TASK TO CARRY OUT ->
All that should come back is the lines of the data below from the one containing "For each target, its" to the one containing "positive clicks: (645, 406)", inclusive, exactly as they stand.

EXERCISE DATA ->
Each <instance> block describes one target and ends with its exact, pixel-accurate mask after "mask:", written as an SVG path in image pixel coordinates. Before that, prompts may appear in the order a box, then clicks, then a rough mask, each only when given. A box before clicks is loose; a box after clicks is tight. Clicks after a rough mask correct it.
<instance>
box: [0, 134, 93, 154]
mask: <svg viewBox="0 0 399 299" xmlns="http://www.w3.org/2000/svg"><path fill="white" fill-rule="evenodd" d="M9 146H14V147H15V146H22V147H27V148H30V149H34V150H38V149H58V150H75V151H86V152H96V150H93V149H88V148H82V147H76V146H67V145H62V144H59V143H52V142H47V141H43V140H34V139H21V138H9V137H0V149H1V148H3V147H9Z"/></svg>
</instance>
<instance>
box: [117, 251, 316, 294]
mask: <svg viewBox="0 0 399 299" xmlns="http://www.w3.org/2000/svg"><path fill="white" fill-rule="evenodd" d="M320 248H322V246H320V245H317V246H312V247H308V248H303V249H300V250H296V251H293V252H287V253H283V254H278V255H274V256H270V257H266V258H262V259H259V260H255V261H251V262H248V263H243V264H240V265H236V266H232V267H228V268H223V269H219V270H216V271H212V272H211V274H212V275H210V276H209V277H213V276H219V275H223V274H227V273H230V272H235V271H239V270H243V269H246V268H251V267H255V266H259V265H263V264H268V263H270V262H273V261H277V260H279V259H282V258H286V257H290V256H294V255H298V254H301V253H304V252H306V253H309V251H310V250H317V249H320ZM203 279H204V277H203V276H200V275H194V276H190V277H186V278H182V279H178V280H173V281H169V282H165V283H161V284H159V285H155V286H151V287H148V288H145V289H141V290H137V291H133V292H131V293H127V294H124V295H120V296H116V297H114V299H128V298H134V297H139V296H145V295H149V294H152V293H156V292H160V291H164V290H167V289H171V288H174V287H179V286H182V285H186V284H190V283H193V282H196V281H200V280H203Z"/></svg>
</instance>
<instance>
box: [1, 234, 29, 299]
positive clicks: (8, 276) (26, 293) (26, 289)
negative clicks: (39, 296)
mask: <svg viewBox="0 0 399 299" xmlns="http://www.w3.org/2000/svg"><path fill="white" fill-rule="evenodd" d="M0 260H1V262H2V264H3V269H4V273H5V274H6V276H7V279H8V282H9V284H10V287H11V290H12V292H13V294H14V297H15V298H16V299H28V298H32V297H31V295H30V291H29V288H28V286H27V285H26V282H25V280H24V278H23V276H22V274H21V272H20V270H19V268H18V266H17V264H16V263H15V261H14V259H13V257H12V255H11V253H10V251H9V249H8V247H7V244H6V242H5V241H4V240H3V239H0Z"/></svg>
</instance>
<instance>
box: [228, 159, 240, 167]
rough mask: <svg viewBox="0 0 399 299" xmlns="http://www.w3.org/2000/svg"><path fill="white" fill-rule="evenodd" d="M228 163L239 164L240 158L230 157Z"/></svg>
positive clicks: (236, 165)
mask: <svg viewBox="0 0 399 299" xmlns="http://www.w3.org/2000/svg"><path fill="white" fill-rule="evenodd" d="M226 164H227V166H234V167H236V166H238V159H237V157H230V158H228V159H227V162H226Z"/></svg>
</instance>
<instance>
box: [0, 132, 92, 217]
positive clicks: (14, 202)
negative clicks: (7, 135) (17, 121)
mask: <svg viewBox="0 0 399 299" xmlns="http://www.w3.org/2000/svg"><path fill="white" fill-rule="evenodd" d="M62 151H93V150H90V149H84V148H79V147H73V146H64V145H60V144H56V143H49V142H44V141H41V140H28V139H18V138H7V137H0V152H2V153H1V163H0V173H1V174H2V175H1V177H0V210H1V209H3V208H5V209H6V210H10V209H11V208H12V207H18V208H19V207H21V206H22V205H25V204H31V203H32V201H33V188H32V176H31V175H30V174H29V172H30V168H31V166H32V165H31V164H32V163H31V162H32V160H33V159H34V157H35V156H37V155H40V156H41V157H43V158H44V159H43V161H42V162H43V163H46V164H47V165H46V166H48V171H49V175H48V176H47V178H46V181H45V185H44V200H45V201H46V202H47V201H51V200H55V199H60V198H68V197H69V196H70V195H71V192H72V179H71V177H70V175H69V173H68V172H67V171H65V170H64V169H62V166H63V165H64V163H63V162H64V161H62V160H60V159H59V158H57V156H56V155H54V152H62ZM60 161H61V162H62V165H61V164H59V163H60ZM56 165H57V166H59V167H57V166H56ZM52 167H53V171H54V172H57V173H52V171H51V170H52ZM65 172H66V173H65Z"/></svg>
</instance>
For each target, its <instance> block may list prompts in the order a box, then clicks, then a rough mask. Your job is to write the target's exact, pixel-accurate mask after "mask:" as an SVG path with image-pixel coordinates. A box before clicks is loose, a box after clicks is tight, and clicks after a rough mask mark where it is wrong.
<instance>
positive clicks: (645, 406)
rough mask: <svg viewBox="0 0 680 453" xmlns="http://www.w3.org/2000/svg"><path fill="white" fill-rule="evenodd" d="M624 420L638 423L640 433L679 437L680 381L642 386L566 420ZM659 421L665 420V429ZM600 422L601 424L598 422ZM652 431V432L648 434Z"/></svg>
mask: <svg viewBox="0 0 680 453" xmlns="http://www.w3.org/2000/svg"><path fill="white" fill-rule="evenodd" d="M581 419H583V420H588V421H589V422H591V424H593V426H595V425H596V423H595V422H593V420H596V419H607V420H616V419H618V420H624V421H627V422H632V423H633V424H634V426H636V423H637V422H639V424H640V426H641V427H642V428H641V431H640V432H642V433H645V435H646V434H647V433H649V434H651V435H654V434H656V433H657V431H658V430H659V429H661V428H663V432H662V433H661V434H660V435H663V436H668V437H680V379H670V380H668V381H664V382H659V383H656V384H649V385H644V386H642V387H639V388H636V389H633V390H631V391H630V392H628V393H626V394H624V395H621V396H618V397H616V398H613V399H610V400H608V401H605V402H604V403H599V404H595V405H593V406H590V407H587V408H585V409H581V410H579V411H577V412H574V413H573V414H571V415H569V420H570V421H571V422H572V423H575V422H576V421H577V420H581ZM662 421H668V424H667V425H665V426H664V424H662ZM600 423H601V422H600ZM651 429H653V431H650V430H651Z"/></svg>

SOLUTION TO THIS TASK ->
For each target, its <instance> block may list prompts in the order a box, then clicks, then a rough mask. Your job is to write the target's exact, pixel-accurate mask after "mask:" as an SVG path with image-pixel coordinates. A box before clicks is loose, a box after clicks is tight, and clicks after a rough mask mark where it is wrong.
<instance>
positive clicks: (645, 406)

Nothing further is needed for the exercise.